====== Page extract ======

Southern California Striders


The Southern California Striders is a track and field athletics club based in Los Angeles, California. From its foundation in 1955 through the 1980s it was an elite club producing numerous national and Olympic champions. For a time in the 1970s it was called the Tobias Striders for sponsorship reasons. From the 1990s to 2006 the club was restricted to masters athletics and still produces national champions in older age classes. After 2006 it became a nonprofit open to all ages.

History

The club was formed originally in the fall of 1955 by five elite athletes; Olympic multiple Gold Medalists Mal Whitfield, George Rhoden, silver medalist Meredith C."Flash" Gourdine, NCAA Champions Lang Stanley, and George Brown. In its day it laid claim to being "largest and strongest multiracial track-and-field club in the history of the sport." They were also called a collection "America’s finest Olympic Track and Field Stars."
Between 1957 and 1965 the team won 8 AAU National Team Championships by attracting a who's who of elite track athletes of the day. Among the people to wear the Striders uniform were: Rafer Johnson, Ralph Boston, Bill Toomey, Mike Larrabee, Bob Seagren John Rambo, John Smith, Fortune Gordien, Ronnie Ray Smith, Larry Stewart, Marshall Clark, Otis Burrell, Charles Dumas, Ed Caruthers, Bob Avant, Leon Coleman, Don Quarrie, Adolph Plummer, Chuck Smith, Ulis Williams, Rex Cawley, Wayne Collett, Ralph Mann, Ron Whitney, Geoff Vanderstock, Jim Cerveny, Jim Dupree, Jerome Walters, Bob Seaman, Paul Wilson, Ron Morris, Dick Railsback, John Pennel, Dave Volz, Art Walker, Parry O'Brien, Dallas Long, Peter Shmock Rink Babka, Ben Plucknett, Ed Burke, Hal Connolly Larry Young,
Mike Manley and
Max Truex. All were USA National Champions, most were also Olympians across the full range of disciplines in the sport. The last of these National Champions appears to be Ben Plucknett, winning his championship in 1981. Plucknett set the still standing United States record in the Discus while wearing the Southern California Striders uniform.
At the 1978 Sun Devil Relays, USC Trojans set a 4 × 200 m world record despite losing to the Tobias Striders: the Striders' mark was ineligible as a record because the team was of mixed nationality: Guy Abrahams, Michael Simmons, Don Quarrie, and James Gilkes. By 1980 Tobias Striders had absorbed Angel's Flight Striders and resumed the name SoCal Striders.
With the egalitarian attitude professed at its inception, the team catered almost exclusively to male athletes. This is because in the era of their successes, prior to Title IX, women athletes were not common and usually segregated.

====== Extracted entries ======

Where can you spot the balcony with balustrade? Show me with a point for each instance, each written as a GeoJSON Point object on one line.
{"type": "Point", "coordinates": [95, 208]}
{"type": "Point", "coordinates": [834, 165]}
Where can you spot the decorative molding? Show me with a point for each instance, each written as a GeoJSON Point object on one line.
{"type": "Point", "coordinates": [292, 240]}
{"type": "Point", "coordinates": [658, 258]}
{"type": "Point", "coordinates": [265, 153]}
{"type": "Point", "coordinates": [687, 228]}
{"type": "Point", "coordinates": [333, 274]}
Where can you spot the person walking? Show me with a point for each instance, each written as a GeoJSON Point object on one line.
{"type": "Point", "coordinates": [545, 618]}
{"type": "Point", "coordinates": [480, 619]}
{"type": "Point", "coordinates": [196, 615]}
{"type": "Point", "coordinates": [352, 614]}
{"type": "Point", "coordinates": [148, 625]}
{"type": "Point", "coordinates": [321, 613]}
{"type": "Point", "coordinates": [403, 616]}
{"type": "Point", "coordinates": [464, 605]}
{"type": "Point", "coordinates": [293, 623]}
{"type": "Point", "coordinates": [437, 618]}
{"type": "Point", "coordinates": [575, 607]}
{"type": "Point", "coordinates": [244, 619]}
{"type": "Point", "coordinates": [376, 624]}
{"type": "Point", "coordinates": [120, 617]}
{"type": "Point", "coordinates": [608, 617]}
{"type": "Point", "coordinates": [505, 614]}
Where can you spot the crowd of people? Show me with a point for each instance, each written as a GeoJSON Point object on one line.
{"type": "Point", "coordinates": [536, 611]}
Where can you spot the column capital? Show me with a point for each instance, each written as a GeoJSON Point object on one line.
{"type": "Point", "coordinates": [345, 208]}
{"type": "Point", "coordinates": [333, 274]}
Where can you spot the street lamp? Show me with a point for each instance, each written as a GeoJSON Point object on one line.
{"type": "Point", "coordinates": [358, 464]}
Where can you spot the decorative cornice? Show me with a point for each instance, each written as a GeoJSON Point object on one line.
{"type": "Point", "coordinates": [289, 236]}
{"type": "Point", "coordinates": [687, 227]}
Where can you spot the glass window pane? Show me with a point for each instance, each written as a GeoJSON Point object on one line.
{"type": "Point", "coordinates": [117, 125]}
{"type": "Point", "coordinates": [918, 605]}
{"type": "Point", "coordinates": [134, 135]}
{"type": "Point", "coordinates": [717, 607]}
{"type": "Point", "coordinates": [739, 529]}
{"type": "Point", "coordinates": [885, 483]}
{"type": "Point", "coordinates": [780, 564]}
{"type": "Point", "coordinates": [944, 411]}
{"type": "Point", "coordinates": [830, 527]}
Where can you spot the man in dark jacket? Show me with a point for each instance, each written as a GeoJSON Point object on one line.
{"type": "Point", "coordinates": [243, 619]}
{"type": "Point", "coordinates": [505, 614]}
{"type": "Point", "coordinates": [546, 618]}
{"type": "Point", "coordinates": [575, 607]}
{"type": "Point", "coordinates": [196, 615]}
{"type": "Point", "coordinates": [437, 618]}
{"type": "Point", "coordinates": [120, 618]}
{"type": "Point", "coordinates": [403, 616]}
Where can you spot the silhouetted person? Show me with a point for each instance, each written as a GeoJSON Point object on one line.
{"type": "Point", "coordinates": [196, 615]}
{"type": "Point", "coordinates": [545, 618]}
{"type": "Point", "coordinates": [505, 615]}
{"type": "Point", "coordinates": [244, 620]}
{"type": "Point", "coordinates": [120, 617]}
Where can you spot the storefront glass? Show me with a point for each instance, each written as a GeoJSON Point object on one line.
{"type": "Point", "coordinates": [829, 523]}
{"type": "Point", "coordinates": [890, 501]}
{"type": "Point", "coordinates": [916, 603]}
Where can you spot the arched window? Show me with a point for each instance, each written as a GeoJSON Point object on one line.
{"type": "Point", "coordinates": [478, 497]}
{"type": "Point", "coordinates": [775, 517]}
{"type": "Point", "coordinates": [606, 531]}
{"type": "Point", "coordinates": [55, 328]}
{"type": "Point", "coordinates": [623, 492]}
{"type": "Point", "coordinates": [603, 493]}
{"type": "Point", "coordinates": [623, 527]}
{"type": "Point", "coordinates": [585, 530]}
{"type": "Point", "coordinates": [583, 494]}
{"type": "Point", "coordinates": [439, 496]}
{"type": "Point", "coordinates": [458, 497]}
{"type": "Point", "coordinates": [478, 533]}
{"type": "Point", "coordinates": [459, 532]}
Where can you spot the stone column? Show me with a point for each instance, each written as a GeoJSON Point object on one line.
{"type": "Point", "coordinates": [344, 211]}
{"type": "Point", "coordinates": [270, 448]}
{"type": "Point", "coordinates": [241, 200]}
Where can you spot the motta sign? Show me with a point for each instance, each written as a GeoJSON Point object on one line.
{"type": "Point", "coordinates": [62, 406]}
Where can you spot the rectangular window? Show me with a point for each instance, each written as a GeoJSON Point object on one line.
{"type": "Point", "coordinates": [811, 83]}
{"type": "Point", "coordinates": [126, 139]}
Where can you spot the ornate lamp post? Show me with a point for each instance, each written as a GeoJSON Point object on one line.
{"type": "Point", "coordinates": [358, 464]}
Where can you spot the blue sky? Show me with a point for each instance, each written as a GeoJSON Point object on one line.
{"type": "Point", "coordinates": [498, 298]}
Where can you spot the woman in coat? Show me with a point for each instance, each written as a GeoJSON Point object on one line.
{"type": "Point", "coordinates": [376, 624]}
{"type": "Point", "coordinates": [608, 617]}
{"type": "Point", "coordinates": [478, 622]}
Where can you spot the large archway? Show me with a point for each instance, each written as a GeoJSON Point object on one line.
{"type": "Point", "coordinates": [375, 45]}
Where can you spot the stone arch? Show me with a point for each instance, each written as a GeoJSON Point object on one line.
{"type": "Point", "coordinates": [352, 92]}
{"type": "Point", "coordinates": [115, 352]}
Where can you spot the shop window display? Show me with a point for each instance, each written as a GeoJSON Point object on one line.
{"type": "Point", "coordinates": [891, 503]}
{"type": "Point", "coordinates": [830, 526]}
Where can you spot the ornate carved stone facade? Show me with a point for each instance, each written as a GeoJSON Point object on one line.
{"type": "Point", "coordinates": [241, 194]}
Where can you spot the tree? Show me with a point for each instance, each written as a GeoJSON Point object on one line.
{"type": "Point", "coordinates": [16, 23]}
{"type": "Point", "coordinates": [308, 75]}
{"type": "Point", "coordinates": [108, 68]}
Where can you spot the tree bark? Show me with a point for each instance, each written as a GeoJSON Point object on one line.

======

List of tasks:
**a.** In the Striders article, what was the club called for a time in the 1970s for sponsorship reasons?
**b.** Reproduce a passage of the Striders article word for word, beginning at the words "At the 1978" and stopping after "name SoCal Striders.".

Your written answers:
**a.** The Tobias Striders.

**b.**
At the 1978 Sun Devil Relays, USC Trojans set a 4 × 200 m world record despite losing to the Tobias Striders: the Striders' mark was ineligible as a record because the team was of mixed nationality: Guy Abrahams, Michael Simmons, Don Quarrie, and James Gilkes. By 1980 Tobias Striders had absorbed Angel's Flight Striders and resumed the name SoCal Striders.